## Study material:
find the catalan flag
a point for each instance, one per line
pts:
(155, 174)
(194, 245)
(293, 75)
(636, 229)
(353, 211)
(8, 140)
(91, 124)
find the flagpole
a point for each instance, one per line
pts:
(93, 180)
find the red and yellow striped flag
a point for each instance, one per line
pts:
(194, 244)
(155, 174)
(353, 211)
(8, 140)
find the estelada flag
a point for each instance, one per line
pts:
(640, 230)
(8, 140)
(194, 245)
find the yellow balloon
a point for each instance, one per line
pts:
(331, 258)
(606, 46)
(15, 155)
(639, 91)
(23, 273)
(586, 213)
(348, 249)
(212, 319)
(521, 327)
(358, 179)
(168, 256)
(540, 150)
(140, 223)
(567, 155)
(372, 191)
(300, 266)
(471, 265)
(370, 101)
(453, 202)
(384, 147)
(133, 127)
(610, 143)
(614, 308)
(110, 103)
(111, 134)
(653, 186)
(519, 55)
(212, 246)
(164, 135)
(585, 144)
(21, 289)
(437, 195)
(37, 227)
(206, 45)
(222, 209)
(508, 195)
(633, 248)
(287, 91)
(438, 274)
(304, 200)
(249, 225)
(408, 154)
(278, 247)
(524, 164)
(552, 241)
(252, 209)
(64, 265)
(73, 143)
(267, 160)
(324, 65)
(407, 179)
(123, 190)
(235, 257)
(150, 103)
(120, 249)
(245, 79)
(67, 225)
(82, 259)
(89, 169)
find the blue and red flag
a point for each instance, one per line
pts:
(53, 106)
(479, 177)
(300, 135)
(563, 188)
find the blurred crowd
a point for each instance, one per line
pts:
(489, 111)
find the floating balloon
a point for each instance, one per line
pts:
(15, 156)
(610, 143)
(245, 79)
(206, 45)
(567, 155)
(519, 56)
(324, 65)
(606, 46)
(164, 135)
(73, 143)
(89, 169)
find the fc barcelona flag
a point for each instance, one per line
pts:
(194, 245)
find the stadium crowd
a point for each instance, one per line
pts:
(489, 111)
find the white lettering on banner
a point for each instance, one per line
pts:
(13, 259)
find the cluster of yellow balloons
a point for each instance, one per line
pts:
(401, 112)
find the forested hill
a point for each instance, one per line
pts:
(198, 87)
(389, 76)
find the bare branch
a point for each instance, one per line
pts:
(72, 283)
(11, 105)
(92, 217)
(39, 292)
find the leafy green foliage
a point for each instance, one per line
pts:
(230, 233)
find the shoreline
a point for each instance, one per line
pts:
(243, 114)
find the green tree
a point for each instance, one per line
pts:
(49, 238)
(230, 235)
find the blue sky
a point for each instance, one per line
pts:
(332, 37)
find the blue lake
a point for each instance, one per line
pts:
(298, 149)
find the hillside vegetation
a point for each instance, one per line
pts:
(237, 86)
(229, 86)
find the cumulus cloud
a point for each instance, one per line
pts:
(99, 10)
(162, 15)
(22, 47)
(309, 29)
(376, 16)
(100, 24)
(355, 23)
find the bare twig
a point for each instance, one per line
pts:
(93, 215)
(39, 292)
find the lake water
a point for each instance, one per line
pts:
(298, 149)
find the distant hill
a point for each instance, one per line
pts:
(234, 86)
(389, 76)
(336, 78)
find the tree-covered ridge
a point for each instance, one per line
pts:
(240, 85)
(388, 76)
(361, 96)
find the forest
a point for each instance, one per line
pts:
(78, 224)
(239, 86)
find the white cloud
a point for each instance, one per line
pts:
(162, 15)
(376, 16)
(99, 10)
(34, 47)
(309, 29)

## Task goal:
Whenever the string "yellow" shows up on a line of the listing, copy that line.

## Finished exercise:
find the red and yellow striped flag
find the yellow balloon
find the cluster of yellow balloons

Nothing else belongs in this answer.